JOB ▸
Can you rewrite the stretch of entries from the line containing "the dog's left" through the line containing "<point>476,648</point>", swapping "outline" for "boundary" and leaving everything else as it is?

INFORMATION SHOWN ▸
※ ※ ※

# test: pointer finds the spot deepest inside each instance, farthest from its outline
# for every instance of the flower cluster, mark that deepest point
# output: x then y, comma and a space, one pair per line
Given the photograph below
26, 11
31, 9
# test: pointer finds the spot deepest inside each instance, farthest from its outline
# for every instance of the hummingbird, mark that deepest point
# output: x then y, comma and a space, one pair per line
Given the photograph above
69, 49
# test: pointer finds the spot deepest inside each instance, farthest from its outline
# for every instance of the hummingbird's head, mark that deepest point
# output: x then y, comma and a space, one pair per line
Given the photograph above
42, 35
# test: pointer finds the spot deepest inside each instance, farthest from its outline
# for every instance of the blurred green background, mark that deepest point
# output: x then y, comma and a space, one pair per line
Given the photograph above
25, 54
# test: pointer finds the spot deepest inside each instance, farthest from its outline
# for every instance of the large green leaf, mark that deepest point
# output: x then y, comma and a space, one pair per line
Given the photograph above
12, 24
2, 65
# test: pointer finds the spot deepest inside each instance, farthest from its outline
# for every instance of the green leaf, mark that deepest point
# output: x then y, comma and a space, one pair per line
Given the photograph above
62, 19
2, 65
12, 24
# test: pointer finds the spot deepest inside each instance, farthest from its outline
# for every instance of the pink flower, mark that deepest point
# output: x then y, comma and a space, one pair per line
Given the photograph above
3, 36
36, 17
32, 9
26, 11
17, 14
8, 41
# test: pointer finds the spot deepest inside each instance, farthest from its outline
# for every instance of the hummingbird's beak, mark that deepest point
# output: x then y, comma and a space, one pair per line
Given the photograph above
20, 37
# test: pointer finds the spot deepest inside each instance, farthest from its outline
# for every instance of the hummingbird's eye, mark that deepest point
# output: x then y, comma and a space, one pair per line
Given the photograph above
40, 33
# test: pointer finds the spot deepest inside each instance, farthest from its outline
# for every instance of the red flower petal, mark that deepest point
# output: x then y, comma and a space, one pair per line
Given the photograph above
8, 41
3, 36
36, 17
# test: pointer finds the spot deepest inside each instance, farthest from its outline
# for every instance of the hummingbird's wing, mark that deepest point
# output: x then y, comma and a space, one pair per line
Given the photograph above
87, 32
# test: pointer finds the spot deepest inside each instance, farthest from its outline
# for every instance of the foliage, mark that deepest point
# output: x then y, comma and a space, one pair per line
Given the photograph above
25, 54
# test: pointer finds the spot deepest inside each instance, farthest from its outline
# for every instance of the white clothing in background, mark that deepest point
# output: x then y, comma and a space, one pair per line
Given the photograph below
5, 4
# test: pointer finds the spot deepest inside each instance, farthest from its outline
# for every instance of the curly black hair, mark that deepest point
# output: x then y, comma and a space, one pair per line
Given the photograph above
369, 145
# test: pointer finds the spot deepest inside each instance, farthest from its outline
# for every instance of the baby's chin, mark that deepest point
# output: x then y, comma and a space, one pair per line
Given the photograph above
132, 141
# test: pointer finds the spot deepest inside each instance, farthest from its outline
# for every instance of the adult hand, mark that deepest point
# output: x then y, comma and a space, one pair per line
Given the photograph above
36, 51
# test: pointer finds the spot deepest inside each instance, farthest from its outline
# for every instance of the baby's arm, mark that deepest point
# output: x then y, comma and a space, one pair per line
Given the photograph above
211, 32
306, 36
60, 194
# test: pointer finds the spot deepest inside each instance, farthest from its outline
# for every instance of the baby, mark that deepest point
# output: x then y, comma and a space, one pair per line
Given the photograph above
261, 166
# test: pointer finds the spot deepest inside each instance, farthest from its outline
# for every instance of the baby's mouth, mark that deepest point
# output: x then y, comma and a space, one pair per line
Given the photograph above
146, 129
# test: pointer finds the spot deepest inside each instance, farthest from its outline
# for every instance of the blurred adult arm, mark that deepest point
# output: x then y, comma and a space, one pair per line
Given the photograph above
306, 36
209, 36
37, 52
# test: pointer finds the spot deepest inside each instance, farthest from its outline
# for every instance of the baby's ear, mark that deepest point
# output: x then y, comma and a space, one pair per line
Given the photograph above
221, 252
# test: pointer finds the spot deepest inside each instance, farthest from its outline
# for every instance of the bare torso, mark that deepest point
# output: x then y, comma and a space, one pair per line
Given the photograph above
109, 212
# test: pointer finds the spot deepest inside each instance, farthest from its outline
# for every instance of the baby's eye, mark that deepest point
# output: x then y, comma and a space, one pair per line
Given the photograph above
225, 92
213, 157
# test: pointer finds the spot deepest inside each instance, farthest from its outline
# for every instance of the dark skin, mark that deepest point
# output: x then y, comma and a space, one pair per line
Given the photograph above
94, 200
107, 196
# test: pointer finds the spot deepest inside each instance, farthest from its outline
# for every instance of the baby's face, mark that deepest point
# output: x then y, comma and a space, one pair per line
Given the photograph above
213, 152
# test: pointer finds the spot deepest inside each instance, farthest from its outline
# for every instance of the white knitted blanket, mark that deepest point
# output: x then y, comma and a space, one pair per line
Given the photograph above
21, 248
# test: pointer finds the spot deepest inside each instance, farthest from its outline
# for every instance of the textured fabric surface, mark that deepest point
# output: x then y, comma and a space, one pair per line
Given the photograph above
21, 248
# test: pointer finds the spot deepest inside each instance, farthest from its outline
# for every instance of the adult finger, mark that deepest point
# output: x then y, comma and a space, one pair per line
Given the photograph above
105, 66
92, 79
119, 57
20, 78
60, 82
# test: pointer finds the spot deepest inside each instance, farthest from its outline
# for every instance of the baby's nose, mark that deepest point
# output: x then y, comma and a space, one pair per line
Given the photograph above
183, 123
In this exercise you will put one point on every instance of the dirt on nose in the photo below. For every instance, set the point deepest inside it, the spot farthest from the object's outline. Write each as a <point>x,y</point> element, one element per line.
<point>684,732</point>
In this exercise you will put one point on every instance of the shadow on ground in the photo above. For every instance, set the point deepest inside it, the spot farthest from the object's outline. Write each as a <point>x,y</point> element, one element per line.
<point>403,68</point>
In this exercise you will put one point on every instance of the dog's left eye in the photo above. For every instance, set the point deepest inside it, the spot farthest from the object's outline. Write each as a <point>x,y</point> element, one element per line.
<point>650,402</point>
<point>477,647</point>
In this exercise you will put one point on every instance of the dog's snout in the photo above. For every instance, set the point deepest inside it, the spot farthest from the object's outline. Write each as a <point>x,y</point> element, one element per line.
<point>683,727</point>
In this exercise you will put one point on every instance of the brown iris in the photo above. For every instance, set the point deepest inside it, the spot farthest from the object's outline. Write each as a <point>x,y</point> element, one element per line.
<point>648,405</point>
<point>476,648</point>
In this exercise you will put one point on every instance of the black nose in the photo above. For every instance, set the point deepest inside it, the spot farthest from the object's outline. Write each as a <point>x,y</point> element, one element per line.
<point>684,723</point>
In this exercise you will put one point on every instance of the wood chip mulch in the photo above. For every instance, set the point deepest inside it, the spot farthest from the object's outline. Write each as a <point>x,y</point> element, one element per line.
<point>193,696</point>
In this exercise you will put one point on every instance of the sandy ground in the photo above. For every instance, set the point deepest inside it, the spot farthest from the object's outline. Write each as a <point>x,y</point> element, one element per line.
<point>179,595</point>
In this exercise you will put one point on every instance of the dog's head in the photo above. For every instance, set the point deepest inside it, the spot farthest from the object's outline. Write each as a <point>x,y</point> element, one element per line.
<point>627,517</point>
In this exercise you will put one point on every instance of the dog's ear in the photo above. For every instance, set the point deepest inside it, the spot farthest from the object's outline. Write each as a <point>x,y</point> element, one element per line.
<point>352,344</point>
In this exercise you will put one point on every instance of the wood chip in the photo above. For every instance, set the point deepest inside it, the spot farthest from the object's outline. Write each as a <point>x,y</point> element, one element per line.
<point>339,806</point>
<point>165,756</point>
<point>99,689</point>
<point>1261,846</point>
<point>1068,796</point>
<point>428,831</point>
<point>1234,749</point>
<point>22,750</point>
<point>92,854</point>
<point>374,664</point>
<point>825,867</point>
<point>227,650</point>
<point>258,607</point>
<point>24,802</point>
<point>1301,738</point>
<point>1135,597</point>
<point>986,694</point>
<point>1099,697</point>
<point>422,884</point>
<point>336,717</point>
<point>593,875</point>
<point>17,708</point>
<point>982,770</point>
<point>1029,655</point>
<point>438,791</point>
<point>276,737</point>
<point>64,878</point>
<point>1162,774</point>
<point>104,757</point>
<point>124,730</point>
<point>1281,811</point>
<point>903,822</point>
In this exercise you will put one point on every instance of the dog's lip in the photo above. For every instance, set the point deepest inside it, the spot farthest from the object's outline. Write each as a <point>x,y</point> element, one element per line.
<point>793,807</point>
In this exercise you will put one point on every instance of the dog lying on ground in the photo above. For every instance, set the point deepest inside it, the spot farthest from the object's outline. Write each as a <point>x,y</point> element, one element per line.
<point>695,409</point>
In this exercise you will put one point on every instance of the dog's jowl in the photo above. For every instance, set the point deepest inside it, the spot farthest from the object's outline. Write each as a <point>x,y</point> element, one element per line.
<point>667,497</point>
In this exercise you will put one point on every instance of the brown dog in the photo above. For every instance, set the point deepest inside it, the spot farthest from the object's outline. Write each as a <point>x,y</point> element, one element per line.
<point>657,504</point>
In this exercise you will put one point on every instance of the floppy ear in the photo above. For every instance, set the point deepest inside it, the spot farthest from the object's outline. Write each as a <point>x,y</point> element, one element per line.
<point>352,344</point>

※ ※ ※

RESPONSE TO THIS TASK ▸
In this exercise you will put one point on every instance of the dog's left eye in the photo above. For every instance, set the point deepest inside it, the spot farthest from the object's boundary. Write each as a <point>x,y</point> element, one element per line.
<point>650,402</point>
<point>477,647</point>
In this exercise you will put one point on every instance of the dog's snout in the photo above. For every instance, set the point deepest inside it, the spot farthest from the object's boundary. Write each as a <point>x,y</point> element, one element per line.
<point>683,727</point>
In this exercise you will put one point on every instance of the brown iris in the photo above. For every instance, set the point deepest inside it, the spot farthest from the object's boundary. Write each as a <point>x,y</point> element, one element per line.
<point>648,405</point>
<point>476,648</point>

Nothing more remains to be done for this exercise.